**Your tasks**
a – In the Marine Corps Birthday message, what did the doctor earn by deploying with the 2/23 Marines?
b – Please repeat the part of the Marine Corps Birthday message that opens with the words containing "Dr. Dennihy wanted" and closes with "by the Brits.".
Text excerpt START
This is a Marine Corps Birthday message from a Navy Doctor in Afghanistan (for the civilians among you, he is stationed a major, non-Marine base). I have left some of the forwarding blog material below. The doctor’s comments are unedited. My apologies to the priests who are addressees but you would have been extremely suspicious of editorializing had there not been scatological opinion reinforcement of the Anglo – Saxon variety.

The Corps that we served and love lives on. May God Bless Them, Us, Our Corps and Our Nation.

Remember him (The Dr. and his staff) in your prayers. They are doing a great job for our wounded Marines.

Dr. Dennihy wanted me to forward this. I am following directions. Date: Wednesday, November 10, 2010, 1:30 PMAs an IA or individual augmentee for the army, and being stationed on a NATO base, I planned on not seeing a lot of Marines. Their primary base, “Leatherneck ” is in Helmand province and combat injured Marines are close to another Role III run by the Brits.

When a Marine crosses my path I usually engage him in one form or another and when they are in my shop I can sometimes make what’s routine for me less daunting to the Marine. Marines don’t like medical, pure and simple.

Not that I want to see Marines injured but I just want to see Marines.

Marines don’t show up to sick call with I want my mommy complaints.

Marines don’t walk the base in PT gear or with their weapons slung hap hazzardly.

Marines seldom if ever, fail to note an officer passing.

Marines taking care of their own but are appreciative of those Docs that take care of them.

Apart from my medical degree, the award, honor, ribbon, or academic acknowledgement that I am most proud of is the “Fleet Marine Force ” warfare device I earned deploying with the 2/23 Marines to Ramadi, Iraq in 2009.

Marines do show up here at KAF though and I usually take the opportunity to mess with them. Two Marines were in the chow hall on their way to Camp Leatherneck and I ask if I can join them. The two lance corporals seem a little suspicious but after I put them at ease with some old man banter they swivel their heads around and ask me…

Sir, what the ___ is this place? Everybody’s got gym clothes on and it looks like their weapons don’t even work. What’s with the hippie civilians? I explain KAF and they are both happy that they will be leaving soon.
Text excerpt END
Material supplied START
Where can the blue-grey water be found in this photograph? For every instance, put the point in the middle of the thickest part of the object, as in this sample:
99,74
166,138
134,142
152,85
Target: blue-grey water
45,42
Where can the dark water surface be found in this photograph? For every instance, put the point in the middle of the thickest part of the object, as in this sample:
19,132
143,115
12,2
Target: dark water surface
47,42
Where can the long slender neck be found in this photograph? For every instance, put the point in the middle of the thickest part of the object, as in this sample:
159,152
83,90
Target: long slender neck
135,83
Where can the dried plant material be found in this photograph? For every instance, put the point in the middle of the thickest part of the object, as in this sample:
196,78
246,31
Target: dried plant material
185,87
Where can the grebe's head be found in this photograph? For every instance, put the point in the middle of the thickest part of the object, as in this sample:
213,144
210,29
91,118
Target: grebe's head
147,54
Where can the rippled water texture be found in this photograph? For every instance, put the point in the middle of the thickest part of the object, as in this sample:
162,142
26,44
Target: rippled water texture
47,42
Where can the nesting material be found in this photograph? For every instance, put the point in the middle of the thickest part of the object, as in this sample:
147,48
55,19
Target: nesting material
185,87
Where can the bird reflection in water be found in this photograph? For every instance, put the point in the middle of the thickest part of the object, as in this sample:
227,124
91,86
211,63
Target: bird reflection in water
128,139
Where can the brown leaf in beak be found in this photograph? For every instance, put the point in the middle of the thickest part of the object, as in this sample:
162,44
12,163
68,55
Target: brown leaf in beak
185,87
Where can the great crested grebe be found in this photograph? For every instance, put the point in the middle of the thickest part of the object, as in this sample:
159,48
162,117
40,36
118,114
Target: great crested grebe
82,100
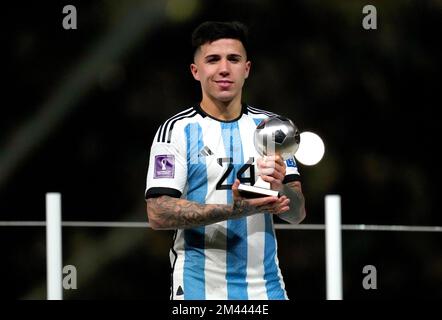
Material supplied END
**Solutions to each task**
a – The "Fleet Marine Force" warfare device, earned in Ramadi, Iraq in 2009.

b –
Dr. Dennihy wanted me to forward this. I am following directions. Date: Wednesday, November 10, 2010, 1:30 PMAs an IA or individual augmentee for the army, and being stationed on a NATO base, I planned on not seeing a lot of Marines. Their primary base, “Leatherneck ” is in Helmand province and combat injured Marines are close to another Role III run by the Brits.